* STATED PROBLEM: Please count the lines in the items below that contain the word "rock", treating uppercase and lowercase letters as different. Reply with that number alone.

* DATASET EXCERPTS:
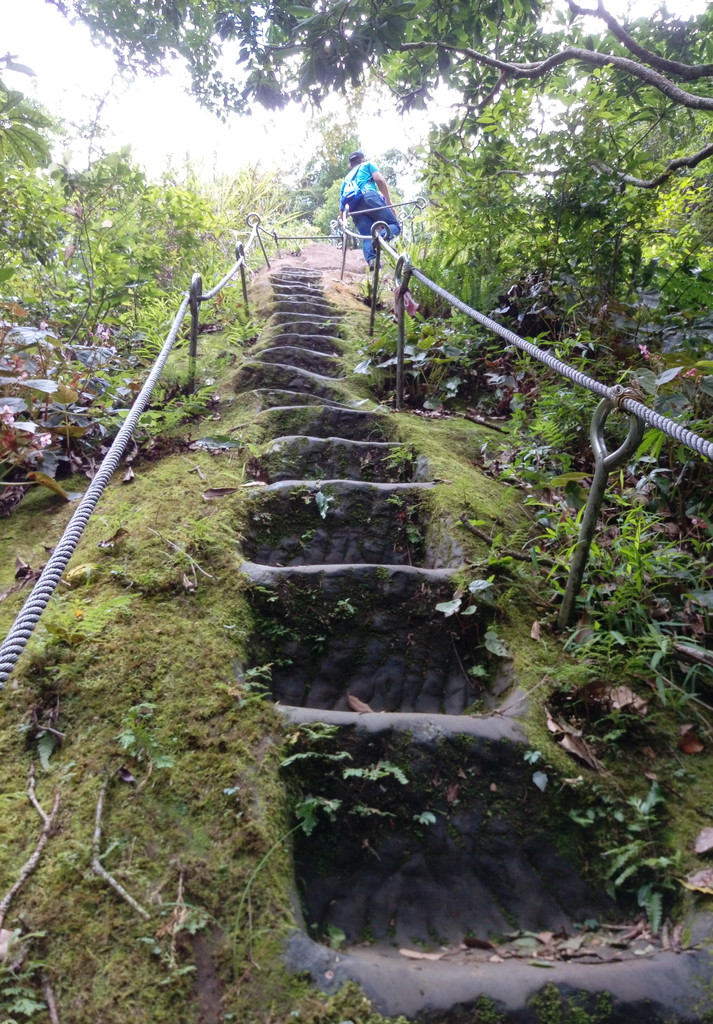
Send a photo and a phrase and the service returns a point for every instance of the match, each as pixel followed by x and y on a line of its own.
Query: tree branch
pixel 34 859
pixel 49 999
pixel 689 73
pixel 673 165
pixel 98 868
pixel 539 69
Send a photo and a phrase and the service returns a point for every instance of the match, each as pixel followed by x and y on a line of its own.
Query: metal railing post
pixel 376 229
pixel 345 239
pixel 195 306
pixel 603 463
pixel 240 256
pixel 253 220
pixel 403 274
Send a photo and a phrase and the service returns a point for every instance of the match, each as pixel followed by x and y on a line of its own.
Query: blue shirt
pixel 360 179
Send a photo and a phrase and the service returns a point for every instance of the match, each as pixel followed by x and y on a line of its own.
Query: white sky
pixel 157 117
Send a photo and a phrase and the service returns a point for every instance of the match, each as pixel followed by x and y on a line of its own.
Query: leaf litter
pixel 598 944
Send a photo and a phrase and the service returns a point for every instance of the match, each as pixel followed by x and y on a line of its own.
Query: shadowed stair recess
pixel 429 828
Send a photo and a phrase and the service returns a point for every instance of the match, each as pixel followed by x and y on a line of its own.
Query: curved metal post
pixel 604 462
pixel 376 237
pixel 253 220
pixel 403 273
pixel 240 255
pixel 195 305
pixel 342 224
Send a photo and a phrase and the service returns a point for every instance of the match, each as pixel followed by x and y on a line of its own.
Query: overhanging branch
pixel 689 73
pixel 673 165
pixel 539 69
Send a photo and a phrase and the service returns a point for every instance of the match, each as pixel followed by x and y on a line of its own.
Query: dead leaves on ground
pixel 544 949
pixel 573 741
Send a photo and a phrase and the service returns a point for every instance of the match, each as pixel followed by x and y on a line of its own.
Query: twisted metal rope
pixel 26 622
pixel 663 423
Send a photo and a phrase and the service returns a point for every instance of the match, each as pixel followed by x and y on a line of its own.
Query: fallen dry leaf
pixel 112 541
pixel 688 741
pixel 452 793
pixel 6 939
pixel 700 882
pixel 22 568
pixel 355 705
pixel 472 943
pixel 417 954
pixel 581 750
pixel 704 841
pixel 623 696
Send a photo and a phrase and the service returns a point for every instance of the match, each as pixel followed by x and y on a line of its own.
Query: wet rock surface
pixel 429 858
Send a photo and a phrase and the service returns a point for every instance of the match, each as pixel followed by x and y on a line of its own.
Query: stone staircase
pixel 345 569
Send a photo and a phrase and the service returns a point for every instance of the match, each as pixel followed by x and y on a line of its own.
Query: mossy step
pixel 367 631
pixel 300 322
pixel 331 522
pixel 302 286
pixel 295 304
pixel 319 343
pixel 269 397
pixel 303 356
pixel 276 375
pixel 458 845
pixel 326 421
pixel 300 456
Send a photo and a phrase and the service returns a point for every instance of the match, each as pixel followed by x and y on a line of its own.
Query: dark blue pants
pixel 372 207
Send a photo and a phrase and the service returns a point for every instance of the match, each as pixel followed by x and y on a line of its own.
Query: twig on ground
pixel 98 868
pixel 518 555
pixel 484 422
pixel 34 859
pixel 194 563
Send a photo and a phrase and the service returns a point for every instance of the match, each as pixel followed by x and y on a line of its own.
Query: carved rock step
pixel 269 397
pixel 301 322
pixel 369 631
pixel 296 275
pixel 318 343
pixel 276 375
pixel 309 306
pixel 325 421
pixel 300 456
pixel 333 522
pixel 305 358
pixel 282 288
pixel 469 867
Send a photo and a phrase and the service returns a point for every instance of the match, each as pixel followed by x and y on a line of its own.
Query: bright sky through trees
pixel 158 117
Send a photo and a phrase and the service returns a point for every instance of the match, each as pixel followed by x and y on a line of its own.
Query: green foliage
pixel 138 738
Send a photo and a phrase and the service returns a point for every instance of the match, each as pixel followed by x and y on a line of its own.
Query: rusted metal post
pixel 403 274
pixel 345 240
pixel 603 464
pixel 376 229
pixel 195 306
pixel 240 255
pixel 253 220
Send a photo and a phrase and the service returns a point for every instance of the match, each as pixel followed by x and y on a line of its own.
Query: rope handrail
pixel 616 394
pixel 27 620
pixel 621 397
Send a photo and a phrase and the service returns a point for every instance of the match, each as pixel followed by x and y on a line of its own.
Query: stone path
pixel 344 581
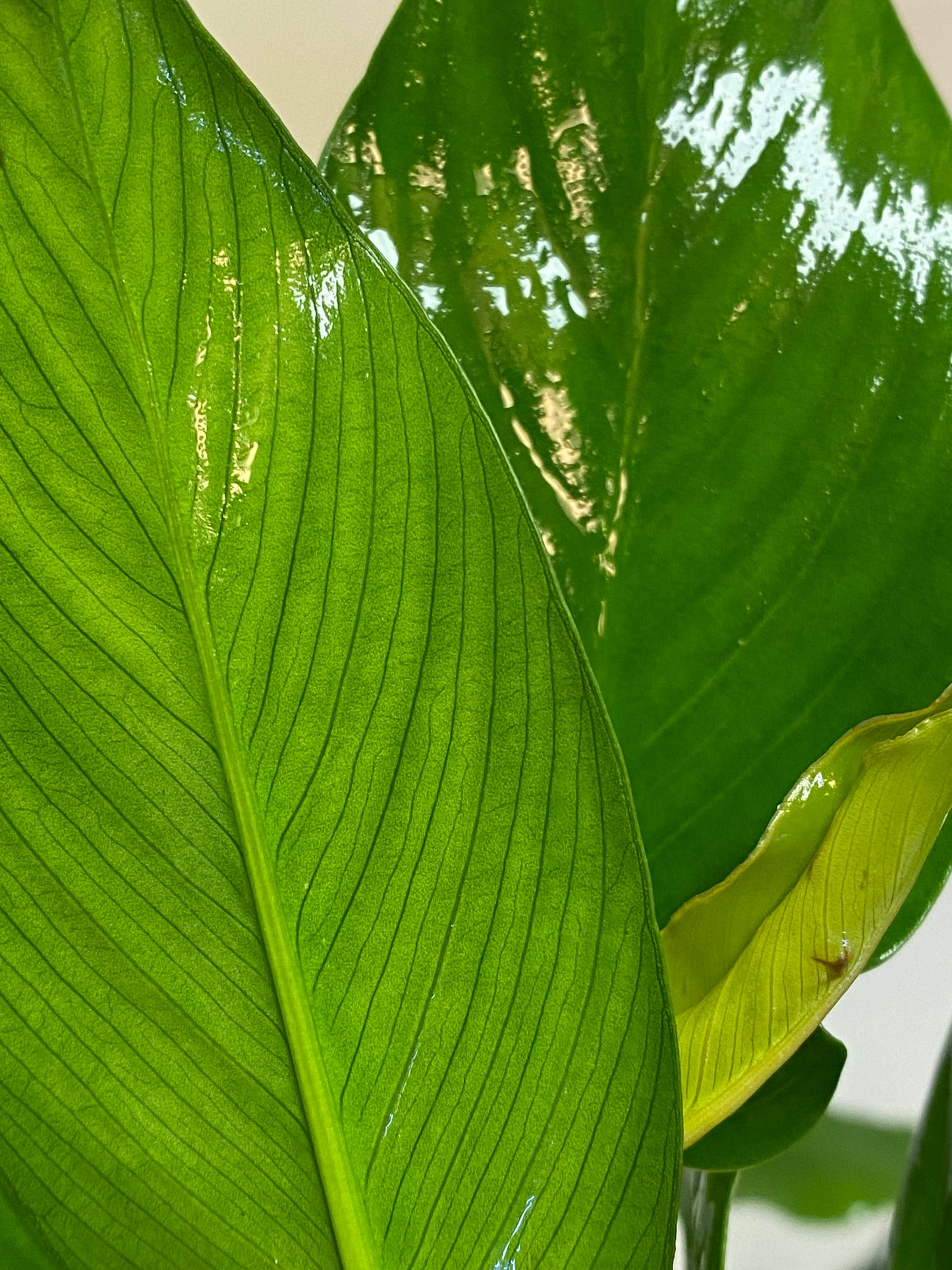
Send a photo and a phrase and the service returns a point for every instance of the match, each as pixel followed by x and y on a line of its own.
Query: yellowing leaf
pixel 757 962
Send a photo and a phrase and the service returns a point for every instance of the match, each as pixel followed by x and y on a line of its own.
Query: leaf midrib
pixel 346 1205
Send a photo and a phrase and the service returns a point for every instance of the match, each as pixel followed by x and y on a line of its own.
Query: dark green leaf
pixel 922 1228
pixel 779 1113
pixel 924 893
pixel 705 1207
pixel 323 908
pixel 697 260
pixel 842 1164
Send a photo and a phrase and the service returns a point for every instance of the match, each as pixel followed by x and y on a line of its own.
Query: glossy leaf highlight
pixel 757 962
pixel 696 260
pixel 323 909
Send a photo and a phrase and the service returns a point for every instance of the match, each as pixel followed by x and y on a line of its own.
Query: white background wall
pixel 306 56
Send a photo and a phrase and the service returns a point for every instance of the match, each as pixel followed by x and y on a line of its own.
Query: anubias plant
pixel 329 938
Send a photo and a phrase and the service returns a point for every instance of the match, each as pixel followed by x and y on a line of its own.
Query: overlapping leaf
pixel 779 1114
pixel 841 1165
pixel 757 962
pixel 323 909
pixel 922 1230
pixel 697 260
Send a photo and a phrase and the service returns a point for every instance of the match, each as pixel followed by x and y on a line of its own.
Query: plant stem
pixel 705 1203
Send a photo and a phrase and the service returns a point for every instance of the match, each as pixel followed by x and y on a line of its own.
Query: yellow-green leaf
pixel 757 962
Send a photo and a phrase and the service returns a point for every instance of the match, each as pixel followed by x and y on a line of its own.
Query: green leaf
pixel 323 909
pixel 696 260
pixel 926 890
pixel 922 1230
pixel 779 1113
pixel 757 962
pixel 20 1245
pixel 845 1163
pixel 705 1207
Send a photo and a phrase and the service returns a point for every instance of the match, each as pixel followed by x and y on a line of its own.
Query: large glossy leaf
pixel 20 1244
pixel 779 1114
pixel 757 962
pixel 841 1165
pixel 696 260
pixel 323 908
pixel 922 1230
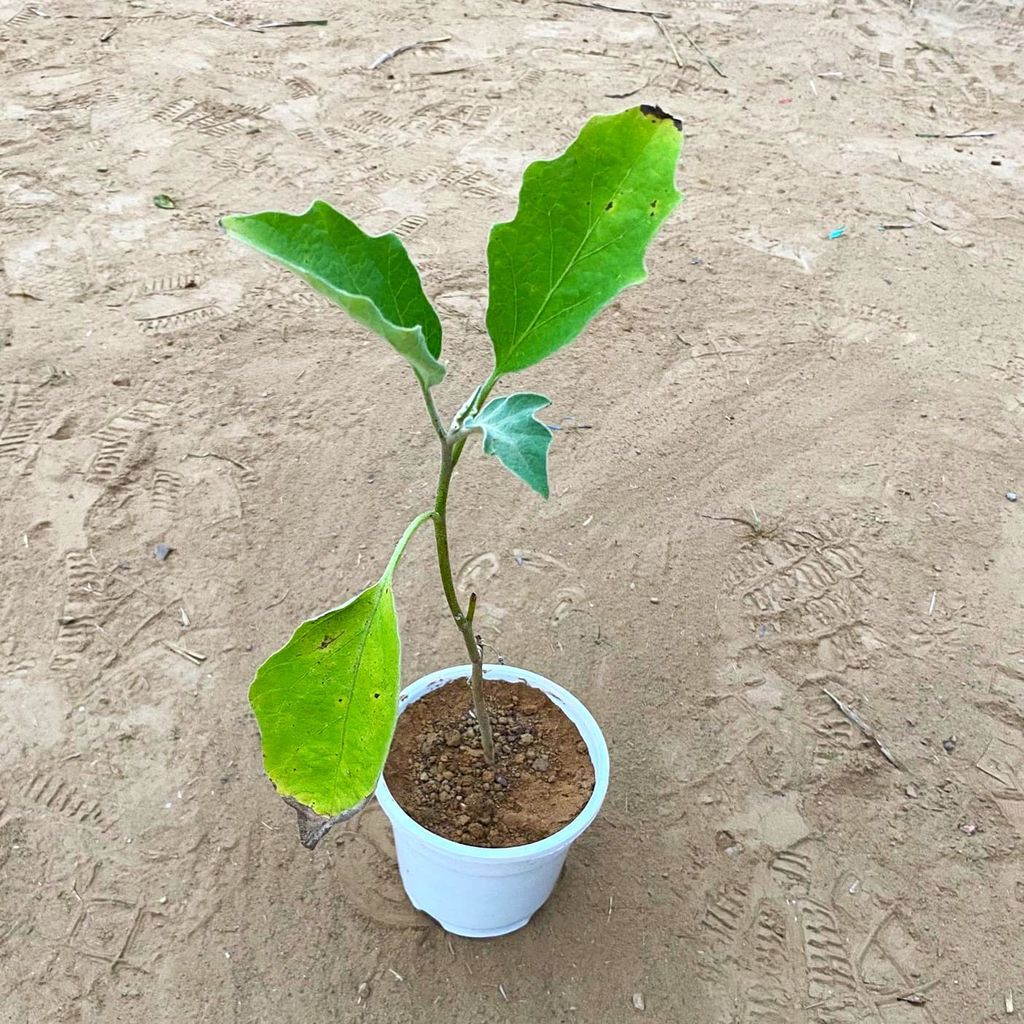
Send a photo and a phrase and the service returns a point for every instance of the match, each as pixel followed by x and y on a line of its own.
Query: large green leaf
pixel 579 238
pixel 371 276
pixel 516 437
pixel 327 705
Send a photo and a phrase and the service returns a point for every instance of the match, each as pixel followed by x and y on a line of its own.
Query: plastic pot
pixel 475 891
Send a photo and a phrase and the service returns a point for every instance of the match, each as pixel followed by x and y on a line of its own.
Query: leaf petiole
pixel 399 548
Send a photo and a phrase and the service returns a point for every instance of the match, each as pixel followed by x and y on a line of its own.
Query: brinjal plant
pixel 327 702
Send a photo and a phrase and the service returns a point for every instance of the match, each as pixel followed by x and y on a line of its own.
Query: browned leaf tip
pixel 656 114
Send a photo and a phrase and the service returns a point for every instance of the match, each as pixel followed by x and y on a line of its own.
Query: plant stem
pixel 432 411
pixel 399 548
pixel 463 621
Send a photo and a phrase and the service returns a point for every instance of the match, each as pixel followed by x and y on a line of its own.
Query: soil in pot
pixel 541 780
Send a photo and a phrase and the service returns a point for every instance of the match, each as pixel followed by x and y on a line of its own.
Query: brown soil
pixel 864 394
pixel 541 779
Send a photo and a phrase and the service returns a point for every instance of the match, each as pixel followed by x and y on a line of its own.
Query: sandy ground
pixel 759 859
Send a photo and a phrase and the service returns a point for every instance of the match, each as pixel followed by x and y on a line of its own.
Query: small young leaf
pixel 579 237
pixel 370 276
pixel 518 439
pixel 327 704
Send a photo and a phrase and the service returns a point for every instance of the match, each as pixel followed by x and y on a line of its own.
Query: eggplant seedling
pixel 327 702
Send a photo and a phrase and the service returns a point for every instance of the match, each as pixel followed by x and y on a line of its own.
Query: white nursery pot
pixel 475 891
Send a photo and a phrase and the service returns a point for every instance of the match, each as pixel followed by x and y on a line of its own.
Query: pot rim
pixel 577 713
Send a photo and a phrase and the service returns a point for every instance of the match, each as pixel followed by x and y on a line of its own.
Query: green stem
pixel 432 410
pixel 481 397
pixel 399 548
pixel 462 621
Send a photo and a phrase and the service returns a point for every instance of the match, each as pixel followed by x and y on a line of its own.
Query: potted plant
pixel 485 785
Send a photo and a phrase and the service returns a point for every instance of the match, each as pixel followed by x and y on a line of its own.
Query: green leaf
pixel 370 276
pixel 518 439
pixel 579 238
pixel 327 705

* TASK OUTPUT: 2